## START

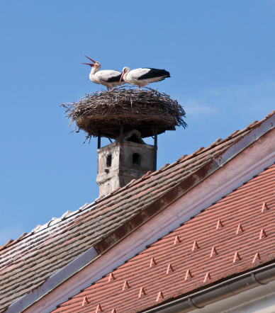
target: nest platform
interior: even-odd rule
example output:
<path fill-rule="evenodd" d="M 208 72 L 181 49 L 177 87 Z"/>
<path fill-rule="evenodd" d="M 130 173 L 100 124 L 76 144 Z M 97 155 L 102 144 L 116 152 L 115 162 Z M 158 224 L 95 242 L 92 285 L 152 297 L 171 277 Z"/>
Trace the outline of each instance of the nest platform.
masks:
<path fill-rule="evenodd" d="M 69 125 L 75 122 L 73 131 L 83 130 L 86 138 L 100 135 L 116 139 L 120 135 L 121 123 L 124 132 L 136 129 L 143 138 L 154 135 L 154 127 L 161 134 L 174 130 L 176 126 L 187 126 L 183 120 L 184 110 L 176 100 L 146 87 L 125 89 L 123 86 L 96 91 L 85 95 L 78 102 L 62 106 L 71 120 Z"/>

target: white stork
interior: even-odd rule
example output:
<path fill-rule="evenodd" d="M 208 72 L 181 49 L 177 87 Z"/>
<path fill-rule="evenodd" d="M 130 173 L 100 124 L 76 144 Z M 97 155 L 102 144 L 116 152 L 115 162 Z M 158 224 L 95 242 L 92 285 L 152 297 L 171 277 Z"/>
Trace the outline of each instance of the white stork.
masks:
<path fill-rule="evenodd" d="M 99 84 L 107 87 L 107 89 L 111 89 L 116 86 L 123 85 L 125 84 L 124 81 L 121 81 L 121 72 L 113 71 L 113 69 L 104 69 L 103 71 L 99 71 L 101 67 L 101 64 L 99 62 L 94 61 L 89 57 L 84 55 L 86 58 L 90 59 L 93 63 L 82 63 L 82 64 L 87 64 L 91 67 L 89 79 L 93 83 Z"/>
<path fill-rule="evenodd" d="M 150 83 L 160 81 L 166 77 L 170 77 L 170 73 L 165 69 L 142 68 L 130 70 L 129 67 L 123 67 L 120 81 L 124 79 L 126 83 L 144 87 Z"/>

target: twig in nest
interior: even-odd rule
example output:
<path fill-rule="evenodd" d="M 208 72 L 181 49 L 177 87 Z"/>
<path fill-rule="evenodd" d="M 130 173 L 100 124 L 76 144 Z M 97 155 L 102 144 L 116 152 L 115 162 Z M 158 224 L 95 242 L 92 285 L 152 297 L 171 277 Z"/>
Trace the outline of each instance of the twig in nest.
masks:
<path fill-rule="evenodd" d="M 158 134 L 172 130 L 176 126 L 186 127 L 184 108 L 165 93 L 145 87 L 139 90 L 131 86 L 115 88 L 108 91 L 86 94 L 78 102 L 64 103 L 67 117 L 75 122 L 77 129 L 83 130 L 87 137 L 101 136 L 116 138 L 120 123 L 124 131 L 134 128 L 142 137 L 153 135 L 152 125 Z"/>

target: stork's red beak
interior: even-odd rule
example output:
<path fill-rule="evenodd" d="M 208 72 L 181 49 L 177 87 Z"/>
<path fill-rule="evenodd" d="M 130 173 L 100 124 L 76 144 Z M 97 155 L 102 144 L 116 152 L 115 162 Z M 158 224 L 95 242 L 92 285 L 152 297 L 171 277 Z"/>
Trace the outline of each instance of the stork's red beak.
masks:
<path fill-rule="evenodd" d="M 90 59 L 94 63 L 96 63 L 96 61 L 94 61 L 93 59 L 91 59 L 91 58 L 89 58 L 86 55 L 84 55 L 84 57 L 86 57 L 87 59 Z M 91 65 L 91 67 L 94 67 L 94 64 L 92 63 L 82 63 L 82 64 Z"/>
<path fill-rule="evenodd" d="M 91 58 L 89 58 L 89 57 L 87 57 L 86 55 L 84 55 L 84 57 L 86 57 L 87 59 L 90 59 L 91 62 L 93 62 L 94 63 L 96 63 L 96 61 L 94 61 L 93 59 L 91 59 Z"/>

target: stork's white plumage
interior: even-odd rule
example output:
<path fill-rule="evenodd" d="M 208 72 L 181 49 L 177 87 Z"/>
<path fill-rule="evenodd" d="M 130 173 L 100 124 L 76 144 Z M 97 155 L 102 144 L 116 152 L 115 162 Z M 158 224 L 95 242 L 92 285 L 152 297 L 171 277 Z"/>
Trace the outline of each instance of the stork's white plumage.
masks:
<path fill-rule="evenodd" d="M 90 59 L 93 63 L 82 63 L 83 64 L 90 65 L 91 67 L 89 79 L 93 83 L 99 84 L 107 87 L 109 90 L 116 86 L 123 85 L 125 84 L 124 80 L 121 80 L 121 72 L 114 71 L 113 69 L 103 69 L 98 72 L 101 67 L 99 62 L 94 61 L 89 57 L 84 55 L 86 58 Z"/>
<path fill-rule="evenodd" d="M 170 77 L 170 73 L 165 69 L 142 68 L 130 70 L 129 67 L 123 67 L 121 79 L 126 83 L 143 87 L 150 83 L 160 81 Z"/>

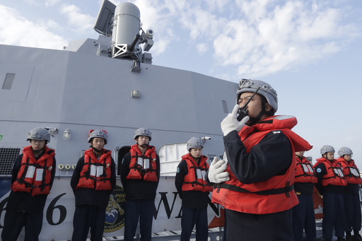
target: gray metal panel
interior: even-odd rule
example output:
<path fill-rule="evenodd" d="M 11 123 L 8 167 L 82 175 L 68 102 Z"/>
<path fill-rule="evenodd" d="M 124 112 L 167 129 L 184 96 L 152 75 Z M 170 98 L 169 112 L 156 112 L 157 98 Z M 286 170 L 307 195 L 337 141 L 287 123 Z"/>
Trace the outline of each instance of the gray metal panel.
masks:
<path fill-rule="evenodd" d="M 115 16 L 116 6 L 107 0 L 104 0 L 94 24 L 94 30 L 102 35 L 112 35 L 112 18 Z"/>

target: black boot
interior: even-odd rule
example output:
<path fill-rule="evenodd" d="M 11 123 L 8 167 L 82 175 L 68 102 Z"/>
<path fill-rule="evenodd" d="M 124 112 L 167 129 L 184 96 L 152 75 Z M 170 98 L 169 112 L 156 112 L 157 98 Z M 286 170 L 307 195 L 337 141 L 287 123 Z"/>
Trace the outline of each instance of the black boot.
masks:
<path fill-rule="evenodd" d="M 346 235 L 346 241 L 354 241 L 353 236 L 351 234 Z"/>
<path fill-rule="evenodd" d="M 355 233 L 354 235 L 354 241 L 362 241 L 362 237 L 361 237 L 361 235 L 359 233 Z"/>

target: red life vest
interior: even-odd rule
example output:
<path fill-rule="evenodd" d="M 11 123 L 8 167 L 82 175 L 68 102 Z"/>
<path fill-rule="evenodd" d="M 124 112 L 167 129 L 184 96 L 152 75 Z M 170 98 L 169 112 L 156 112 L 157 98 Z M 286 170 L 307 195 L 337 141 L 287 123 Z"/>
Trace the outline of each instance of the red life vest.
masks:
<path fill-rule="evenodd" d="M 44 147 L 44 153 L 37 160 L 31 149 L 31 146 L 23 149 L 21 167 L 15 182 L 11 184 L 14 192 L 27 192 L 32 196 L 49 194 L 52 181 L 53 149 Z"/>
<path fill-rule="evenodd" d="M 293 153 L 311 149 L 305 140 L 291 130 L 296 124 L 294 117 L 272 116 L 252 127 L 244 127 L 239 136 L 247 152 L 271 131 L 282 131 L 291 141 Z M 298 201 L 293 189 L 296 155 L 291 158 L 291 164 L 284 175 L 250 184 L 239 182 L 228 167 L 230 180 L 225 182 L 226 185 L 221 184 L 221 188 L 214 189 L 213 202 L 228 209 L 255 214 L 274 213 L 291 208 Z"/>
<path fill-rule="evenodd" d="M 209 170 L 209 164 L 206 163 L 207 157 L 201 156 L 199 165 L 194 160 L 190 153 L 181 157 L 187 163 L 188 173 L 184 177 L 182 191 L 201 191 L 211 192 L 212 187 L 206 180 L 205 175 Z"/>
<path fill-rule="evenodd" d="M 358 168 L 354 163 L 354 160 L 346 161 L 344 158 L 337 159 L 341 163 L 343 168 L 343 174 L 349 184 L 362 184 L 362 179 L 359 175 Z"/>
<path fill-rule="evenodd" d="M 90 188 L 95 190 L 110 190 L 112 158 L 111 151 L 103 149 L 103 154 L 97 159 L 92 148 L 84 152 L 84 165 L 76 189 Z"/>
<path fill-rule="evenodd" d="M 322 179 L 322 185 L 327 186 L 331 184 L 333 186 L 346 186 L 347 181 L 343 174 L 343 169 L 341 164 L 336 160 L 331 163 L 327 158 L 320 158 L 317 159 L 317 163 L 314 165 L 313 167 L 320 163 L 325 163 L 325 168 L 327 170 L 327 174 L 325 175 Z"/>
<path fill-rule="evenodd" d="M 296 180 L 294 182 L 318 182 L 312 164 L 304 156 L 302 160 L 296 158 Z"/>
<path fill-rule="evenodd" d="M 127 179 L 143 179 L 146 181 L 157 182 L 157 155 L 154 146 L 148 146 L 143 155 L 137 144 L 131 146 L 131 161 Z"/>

## END

- **Requirement**
Copy the data verbatim, beginning at the line that contains "target: red life vest" and stopping after the line that contains "44 147 L 44".

- **Solution below**
target: red life vest
interior: even-odd rule
example output:
<path fill-rule="evenodd" d="M 11 123 L 8 167 L 82 175 L 68 102 Z"/>
<path fill-rule="evenodd" d="M 124 112 L 167 129 L 184 96 L 152 75 Z M 170 98 L 169 112 L 156 112 L 157 98 Z M 286 170 L 307 195 L 337 141 L 287 123 Z"/>
Trace the outline of each instance of the red life vest.
masks:
<path fill-rule="evenodd" d="M 44 147 L 44 153 L 37 160 L 31 149 L 31 146 L 23 149 L 21 167 L 15 182 L 11 184 L 14 192 L 27 192 L 32 196 L 49 194 L 52 181 L 53 149 Z"/>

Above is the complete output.